Problems to work on ->
a) Answer these about the Balanced Binary Tree code, one line each:
(i) What time and space complexity does the code give?
(ii) What does dfs return when root is nil?
(iii) What is the name of the class that holds isBalanced in the Python part?
b) Carry on the Balanced Binary Tree code from the point where it stops.

Text section ->
◇ ◇ ◇ ◇
LeetCode: Balanced Binary Tree

// https://code.dennyzhang.com/balanced-binary-tree
// Basic Ideas: recursive
//
// Complexity: Time O(n), Space O(h)
/**
 * Definition for a binary tree node.
 * type TreeNode struct {
 *     Val int
 *     Left *TreeNode
 *     Right *TreeNode
 * }
 */
func dfs(root *TreeNode) (int, bool) {
    if root == nil { return 0, true  }
    h1, ok1 := dfs(root.Left)
    if ! ok1 {
        return 0, false
    }
    h2, ok2 := dfs(root.Right)
    if ! ok2 {
        return 0, false
    }
    if h1 < h2 {
        h1, h2 = h2, h1
    }
    if h1-h2>1 {
        return 0, false
    }
    return h1+1, true
}

func isBalanced(root *TreeNode) bool {
    _, ok := dfs(root)
    return ok
}

## https://code.dennyzhang.com/balanced-binary-tree
# Definition for a binary tree node.
# class TreeNode(object):
#     def __init__(self, x):
#         self.val = x
#         self.left = None
#         self.right = None

class Solution(object):
    def isBalanced(self, root):
        """
◇ ◇ ◇ ◇
Provided material ->
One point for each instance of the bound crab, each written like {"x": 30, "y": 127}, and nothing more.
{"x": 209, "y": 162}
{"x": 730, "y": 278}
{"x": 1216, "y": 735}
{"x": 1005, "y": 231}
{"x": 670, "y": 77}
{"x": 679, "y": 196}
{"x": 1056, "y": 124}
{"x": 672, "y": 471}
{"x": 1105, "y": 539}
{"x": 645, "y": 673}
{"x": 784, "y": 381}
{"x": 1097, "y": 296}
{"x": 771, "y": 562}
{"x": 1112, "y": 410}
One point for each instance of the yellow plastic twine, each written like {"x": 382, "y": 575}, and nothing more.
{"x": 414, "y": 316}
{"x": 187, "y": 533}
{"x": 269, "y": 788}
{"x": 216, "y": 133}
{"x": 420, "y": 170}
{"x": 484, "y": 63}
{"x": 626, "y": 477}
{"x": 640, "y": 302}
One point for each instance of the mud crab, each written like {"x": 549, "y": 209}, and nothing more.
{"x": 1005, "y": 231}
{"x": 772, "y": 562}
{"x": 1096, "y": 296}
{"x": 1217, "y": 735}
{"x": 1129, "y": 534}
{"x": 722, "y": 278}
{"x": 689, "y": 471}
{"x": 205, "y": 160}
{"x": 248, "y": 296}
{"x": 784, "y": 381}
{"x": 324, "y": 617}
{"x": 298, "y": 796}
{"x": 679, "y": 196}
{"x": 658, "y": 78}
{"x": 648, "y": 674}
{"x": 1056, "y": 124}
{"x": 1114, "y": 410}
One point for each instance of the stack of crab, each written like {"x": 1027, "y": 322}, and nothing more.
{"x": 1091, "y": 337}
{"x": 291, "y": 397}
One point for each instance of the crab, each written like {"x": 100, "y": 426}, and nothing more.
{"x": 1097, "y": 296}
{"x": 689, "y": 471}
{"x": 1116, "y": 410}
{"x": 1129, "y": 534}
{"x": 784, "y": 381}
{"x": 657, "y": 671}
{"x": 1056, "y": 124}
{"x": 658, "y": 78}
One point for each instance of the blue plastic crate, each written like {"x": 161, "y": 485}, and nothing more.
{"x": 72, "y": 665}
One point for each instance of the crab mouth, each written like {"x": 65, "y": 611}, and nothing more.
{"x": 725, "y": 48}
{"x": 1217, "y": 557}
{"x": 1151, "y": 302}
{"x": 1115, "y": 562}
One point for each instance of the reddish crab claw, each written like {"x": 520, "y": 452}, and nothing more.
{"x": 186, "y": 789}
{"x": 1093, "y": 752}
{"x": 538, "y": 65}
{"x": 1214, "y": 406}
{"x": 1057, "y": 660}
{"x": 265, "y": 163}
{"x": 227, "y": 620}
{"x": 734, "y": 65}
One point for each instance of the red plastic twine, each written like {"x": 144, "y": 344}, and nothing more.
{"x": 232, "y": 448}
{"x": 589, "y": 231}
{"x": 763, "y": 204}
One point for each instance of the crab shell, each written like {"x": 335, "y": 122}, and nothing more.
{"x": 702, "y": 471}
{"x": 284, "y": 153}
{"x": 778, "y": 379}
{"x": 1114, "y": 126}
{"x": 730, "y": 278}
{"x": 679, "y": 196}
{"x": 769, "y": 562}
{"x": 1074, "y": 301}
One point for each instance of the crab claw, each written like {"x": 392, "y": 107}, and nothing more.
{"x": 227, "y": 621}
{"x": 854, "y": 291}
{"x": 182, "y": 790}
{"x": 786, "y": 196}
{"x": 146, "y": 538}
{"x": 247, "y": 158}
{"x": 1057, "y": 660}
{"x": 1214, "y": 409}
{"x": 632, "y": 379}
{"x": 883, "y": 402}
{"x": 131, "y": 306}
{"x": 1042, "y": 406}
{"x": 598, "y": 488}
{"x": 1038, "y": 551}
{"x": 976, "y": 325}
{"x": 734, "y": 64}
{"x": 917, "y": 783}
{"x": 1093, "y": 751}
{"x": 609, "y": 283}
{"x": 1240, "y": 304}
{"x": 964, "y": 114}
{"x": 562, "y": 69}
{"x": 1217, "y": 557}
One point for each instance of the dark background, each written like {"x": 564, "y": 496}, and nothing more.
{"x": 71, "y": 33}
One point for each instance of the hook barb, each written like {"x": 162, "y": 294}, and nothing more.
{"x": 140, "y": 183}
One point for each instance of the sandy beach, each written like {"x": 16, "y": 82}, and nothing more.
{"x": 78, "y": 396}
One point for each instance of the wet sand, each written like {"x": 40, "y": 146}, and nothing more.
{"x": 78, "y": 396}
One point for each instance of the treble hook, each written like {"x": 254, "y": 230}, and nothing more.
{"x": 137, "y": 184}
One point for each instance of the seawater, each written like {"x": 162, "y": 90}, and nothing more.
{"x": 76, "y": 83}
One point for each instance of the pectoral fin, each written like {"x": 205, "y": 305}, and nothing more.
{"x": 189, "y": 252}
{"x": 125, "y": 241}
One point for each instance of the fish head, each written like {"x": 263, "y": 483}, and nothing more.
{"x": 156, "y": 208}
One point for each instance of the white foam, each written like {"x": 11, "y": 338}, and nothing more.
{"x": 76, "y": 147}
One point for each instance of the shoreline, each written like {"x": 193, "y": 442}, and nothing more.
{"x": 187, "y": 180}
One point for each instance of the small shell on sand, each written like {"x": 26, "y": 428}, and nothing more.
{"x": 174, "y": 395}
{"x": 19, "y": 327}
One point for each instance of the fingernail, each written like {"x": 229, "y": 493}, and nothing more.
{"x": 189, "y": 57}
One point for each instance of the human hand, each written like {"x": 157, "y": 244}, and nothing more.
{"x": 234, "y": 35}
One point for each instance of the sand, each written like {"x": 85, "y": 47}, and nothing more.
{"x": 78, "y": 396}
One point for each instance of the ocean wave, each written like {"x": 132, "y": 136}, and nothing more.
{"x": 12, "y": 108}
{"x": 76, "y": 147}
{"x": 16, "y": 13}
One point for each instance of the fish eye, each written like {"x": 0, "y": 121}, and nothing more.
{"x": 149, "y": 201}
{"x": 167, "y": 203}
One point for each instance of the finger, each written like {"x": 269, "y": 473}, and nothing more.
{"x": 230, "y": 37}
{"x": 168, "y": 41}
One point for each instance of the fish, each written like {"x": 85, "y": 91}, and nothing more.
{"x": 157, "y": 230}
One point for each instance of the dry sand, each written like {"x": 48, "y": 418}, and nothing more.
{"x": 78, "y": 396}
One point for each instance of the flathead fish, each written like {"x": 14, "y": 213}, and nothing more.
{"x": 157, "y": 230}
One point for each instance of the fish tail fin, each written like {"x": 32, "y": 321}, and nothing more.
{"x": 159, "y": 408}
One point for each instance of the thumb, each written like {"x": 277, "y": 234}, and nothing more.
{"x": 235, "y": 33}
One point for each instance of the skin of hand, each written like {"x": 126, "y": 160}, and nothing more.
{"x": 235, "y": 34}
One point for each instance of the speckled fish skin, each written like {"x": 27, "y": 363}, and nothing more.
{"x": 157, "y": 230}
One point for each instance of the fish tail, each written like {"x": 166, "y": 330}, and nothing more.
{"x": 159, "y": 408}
◇ ◇ ◇ ◇
Task-by-task answers ->
a)
(i) Time O(n), Space O(h)
(ii) 0 and true
(iii) Solution

b)
        :type root: TreeNode
        :rtype: bool
        """
        (status, _level) = self._isBalanced(root)
        return status

    def _isBalanced(self, root):
        """
        :type root: TreeNode
        :rtype: (bool, level)
        """
        if root is None:
            return (True, 0)
        if root.left is None and root.right is None:
            return (True, 1)

        (l_status, l_level) = self._isBalanced(root.left)
        if l_status is False:
            return (False, -1)
        (r_status, r_level) = self._isBalanced(root.right)
        if r_status is False:
            return (False, -1)

        if (abs(l_level - r_level)>1):
            return (False, -1)
        return (True, max(l_level, r_level) + 1)